INSTRUCTIONS TO FOLLOW: From the line that includes "the suspender clip?" to the last line of the records, inclusive, repeat each line exactly.

RECORD EXCERPTS:

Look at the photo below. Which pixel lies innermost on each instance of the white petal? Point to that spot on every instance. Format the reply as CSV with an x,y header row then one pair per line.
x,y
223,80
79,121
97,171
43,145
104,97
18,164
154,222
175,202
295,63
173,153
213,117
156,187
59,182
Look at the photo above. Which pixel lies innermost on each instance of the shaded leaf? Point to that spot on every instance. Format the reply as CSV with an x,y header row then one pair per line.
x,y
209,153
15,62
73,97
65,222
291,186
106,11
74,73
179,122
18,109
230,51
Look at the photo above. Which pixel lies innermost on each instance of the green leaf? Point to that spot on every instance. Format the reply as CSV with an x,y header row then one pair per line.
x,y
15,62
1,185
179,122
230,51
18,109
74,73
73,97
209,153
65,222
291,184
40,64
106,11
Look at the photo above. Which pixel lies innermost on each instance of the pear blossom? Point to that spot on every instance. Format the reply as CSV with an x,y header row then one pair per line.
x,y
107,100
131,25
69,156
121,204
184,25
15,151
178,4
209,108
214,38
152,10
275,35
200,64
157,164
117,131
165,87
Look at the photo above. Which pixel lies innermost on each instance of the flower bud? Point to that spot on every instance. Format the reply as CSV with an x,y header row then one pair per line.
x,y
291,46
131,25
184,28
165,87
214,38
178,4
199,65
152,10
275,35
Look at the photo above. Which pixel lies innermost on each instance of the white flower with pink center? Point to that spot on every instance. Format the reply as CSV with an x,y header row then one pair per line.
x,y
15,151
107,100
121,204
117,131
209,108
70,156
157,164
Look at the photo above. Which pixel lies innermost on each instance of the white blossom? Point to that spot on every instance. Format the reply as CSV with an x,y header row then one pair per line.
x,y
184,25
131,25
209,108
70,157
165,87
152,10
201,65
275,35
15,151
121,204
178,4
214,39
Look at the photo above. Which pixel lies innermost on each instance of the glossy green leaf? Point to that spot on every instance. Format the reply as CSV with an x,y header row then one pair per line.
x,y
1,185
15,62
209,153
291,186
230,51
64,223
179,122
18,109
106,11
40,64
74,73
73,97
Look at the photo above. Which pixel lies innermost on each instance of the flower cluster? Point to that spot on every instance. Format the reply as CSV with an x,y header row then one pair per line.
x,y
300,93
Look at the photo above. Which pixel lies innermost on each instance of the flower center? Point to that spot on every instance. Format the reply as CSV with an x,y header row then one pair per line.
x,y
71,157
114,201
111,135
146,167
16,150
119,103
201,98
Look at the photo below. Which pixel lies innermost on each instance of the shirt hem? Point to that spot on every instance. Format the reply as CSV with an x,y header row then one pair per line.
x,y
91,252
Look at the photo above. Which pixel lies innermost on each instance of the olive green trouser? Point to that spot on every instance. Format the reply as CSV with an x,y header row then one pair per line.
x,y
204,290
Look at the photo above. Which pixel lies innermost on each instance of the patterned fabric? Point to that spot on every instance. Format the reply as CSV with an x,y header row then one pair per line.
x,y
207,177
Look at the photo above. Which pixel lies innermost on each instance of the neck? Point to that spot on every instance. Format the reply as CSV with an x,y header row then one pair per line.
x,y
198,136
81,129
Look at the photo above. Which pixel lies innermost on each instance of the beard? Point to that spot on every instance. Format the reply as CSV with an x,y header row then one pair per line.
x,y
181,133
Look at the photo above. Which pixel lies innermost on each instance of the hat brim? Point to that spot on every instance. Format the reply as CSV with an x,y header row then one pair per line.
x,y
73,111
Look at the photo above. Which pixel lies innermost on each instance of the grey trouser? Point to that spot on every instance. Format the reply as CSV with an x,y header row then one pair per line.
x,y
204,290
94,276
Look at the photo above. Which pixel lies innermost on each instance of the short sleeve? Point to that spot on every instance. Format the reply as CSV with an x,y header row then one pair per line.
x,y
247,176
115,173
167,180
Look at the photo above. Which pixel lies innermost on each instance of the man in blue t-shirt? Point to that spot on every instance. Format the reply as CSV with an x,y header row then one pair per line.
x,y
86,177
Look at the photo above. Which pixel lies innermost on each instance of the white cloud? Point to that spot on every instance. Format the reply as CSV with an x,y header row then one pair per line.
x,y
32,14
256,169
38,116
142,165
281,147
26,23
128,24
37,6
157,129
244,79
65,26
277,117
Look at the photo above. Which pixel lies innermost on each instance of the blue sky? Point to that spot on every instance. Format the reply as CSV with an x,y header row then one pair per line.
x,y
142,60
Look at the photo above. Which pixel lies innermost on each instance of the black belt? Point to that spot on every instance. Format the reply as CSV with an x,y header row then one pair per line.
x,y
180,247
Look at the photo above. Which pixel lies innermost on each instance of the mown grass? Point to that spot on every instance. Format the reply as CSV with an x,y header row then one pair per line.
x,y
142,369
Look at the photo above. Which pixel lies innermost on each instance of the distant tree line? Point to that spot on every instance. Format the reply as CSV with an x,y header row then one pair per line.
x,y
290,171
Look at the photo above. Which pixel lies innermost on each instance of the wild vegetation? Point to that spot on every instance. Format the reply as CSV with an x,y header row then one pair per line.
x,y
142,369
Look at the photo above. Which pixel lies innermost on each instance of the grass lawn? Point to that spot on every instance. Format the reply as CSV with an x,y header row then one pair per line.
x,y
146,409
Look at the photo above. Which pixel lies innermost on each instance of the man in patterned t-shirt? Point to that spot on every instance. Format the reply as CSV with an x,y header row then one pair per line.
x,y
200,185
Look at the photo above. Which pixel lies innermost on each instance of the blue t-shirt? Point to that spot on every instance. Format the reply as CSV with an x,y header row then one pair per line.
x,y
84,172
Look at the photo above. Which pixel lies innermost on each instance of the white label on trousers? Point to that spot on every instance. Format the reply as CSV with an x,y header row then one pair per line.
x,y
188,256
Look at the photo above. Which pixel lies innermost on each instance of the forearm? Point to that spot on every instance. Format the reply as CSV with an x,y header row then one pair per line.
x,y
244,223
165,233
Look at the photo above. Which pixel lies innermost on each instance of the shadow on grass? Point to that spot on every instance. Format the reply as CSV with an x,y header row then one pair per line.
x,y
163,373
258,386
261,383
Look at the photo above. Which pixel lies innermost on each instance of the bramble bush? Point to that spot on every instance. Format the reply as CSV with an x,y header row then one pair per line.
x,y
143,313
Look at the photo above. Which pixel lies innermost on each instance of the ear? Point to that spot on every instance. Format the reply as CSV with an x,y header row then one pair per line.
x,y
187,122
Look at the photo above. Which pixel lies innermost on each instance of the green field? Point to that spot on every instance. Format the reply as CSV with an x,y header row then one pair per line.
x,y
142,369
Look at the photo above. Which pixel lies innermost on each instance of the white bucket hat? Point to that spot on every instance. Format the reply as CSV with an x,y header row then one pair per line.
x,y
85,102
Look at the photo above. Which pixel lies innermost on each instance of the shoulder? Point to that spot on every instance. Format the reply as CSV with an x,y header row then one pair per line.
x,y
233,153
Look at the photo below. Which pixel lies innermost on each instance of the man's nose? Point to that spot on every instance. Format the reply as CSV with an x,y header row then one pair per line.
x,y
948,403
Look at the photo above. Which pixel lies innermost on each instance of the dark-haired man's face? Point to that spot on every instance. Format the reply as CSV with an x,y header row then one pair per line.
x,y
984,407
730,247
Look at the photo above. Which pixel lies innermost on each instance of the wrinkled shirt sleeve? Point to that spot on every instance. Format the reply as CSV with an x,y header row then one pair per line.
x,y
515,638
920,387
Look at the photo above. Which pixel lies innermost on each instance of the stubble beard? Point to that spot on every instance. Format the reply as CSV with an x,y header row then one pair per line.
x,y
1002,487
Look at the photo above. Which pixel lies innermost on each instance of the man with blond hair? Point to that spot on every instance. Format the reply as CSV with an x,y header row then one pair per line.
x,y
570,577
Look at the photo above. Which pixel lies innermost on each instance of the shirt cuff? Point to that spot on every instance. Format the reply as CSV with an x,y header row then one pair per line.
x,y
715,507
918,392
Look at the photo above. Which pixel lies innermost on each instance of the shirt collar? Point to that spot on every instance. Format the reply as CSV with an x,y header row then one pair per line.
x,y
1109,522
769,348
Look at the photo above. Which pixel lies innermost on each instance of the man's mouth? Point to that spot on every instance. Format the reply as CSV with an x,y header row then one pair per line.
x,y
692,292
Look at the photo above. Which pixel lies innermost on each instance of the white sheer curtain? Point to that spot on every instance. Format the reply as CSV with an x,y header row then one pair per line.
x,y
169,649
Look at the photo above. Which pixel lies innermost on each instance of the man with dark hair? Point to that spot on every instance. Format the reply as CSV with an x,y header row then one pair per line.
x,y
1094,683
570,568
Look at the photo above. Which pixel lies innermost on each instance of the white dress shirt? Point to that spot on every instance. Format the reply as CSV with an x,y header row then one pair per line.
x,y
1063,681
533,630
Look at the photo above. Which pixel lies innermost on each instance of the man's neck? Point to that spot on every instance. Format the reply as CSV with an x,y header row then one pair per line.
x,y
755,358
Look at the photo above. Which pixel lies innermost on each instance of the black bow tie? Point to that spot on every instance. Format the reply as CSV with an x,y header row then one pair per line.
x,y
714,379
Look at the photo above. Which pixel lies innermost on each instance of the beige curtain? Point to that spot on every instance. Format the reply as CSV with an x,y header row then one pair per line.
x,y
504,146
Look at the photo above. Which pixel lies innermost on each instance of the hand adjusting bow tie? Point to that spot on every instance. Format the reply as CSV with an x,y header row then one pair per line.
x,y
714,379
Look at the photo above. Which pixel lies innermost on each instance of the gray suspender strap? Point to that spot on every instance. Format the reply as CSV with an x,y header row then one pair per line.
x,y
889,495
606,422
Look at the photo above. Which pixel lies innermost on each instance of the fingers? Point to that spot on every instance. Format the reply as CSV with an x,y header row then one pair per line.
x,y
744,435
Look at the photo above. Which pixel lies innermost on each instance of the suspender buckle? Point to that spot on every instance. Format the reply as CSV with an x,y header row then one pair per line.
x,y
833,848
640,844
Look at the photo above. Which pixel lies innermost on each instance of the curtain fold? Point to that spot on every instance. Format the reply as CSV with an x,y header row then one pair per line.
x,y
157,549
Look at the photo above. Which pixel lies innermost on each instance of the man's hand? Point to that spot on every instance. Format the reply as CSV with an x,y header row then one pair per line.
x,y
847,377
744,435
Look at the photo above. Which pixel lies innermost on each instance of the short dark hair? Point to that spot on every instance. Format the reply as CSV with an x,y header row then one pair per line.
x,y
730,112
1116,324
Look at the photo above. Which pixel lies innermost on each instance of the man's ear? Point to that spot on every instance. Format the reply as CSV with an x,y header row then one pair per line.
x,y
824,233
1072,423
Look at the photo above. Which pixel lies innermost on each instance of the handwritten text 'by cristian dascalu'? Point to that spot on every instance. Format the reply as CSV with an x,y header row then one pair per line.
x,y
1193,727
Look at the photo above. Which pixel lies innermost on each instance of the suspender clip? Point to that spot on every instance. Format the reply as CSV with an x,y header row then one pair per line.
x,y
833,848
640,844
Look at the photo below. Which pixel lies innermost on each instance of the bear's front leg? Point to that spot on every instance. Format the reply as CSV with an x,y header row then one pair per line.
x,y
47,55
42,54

WRITTEN SOLUTION:
Look at the photo above. Which pixel lies innermost on each instance of the suspender clip? Point to that spot on every instance. Format the reply as CSV with an x,y header row then one pair per line.
x,y
833,848
640,844
Look at the photo below. Which pixel lies innermost on each instance of the bear's front leg? Point to that spot on every instance. Format the reply as CSV with an x,y header row then one pair per line.
x,y
47,55
42,54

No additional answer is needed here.